YOUR OBJECTIVE
Write the records out exactly as they read, but not the pictures.

DATA
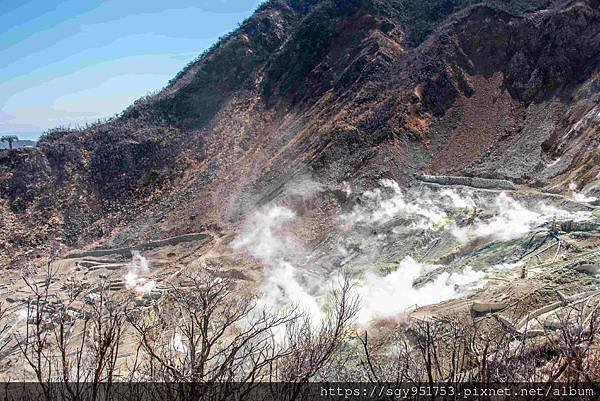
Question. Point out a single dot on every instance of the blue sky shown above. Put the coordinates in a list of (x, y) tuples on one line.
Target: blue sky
[(69, 62)]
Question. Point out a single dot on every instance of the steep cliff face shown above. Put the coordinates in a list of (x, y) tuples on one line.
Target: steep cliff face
[(338, 90)]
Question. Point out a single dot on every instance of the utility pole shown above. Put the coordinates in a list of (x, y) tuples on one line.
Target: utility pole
[(10, 139)]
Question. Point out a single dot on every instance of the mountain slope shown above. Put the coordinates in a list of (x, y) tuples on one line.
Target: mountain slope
[(333, 90)]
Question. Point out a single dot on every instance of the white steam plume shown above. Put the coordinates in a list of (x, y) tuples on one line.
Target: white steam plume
[(265, 238), (138, 266)]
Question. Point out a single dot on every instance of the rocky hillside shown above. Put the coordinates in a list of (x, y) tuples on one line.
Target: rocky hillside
[(346, 92)]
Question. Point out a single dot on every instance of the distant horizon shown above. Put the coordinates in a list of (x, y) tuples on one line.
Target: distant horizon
[(75, 62)]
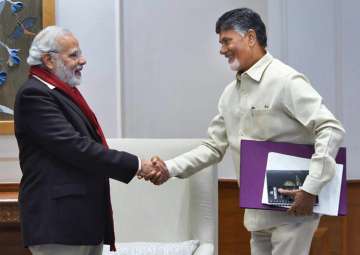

EXERCISE RESULT
Question. Point out a single dot on every instance of the blue sky shown above. Put the coordinates in a list of (x, y) tuples on one line.
Target: blue sky
[(69, 62)]
Question. Point out a single dot on every instance of the steep cliff face shown above. Put the coordinates in a list of (x, y) tuples on one line.
Target: steep cliff face
[(338, 90)]
Question. Point out a single dot on every instance of the utility pole shown above. Put the coordinates in a list of (x, y) tuples on one line.
Target: utility pole
[(10, 139)]
Question. Point out a single dot on every instance of the mountain slope shown above. Put the coordinates in a list of (x, y) tuples on one line.
Target: mountain slope
[(333, 90)]
Question. Point out a single dot on every instance of the white steam plume shown above. Put the coordinates in a list of (x, y) tuples on one line.
Target: white steam plume
[(265, 238), (138, 266)]
Question. Point out a single dot on every instance of the rocky hillside shown above. Put the coordinates in a list of (x, y) tuples on one line.
Target: rocky hillside
[(346, 92)]
Question. Point out a single dot on every instance of the distant horizon shown above. Put the coordinates in a list of (x, y) tuples on one line.
Target: distant horizon
[(75, 62)]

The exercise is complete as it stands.